» **What the exercise asks**
Swap "wooden" for "timber" throughout the lines below, leaving every other word unchanged.

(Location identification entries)
** START **

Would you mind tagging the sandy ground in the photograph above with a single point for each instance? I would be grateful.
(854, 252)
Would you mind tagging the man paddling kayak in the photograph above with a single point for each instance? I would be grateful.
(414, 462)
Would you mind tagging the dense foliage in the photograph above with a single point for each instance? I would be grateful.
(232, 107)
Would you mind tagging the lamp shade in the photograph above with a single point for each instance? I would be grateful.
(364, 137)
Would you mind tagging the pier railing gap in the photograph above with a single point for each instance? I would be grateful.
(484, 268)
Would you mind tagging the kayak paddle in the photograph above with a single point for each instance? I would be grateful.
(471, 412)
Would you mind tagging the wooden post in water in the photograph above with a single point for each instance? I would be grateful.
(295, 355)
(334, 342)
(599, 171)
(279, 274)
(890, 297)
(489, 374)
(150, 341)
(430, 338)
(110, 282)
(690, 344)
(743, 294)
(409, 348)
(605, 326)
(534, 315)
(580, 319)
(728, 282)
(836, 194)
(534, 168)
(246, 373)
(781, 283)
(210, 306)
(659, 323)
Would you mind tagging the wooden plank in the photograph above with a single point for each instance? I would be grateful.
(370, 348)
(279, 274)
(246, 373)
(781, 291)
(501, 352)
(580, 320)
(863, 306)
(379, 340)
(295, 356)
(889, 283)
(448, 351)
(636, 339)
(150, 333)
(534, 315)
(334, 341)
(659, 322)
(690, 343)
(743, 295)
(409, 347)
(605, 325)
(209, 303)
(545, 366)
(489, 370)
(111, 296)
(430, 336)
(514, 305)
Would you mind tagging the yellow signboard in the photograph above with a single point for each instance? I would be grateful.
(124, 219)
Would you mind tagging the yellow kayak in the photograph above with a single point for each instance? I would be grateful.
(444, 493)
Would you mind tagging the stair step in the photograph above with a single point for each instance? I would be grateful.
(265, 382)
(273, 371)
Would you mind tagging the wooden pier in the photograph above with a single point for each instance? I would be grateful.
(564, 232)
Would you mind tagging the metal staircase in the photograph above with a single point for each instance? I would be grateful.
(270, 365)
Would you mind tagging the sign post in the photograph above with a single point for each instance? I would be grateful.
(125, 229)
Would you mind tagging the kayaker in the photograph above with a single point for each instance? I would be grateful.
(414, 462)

** END **

» **Answer to this problem**
Would you mind tagging the sandy ground in the photograph above with a single point for each instance? I would be grateful.
(854, 252)
Would you mind tagging the man paddling kayak in the photograph above with a single point for each instance? I would be grateful.
(414, 462)
Would you mind tagging the dense foliage in the photograph above with a single point for each instance? I would be grateful.
(232, 107)
Would you mind tagging the lamp shade in the photograph above with a single point for each instance? I would be grateful.
(364, 137)
Would you mind tagging the pier railing gap in the photograph above with a single point for each instance? I would be grateful.
(484, 268)
Would you mind tagging the kayak paddle in the photograph above with a single point for each instance? I would be grateful.
(471, 412)
Would you mind tagging the timber post in water in the photograph above with a single point for each instance? I would be grateful.
(295, 355)
(334, 342)
(599, 171)
(279, 274)
(890, 297)
(489, 374)
(150, 341)
(430, 338)
(110, 282)
(690, 344)
(743, 294)
(409, 348)
(605, 326)
(534, 315)
(580, 319)
(728, 282)
(836, 194)
(534, 168)
(246, 373)
(781, 283)
(210, 306)
(659, 323)
Would you mind tagging the timber plank in the photograph above with a single point for each instance? I would be grateful.
(370, 348)
(279, 274)
(246, 373)
(781, 291)
(501, 352)
(580, 320)
(863, 306)
(379, 340)
(295, 356)
(889, 283)
(448, 351)
(636, 339)
(150, 333)
(534, 315)
(334, 341)
(659, 322)
(690, 343)
(743, 295)
(409, 347)
(605, 325)
(209, 303)
(545, 366)
(489, 370)
(111, 296)
(430, 336)
(514, 305)
Would you mind tagging the yellow signboard in the photograph above with a single point for each instance? I would be grateful.
(124, 219)
Would you mind tagging the yellow kayak in the photograph above with a single point for each instance? I would be grateful.
(444, 493)
Would you mind tagging the stair step in the photograph above with a single point for each instance? I would be grateful.
(265, 382)
(273, 371)
Would you mind tagging the timber pier in the photograph above with a single point for each instance? I would be grateful.
(564, 232)
Would you mind tagging the metal staircase in the photograph above with a single point for each instance? I would be grateful.
(270, 365)
Would you mind tagging the sign post in the photograph above with a single point for each instance? I would be grateful.
(125, 229)
Would you mind tagging the kayaker in the photograph above with a single point for each instance? I would be grateful.
(414, 462)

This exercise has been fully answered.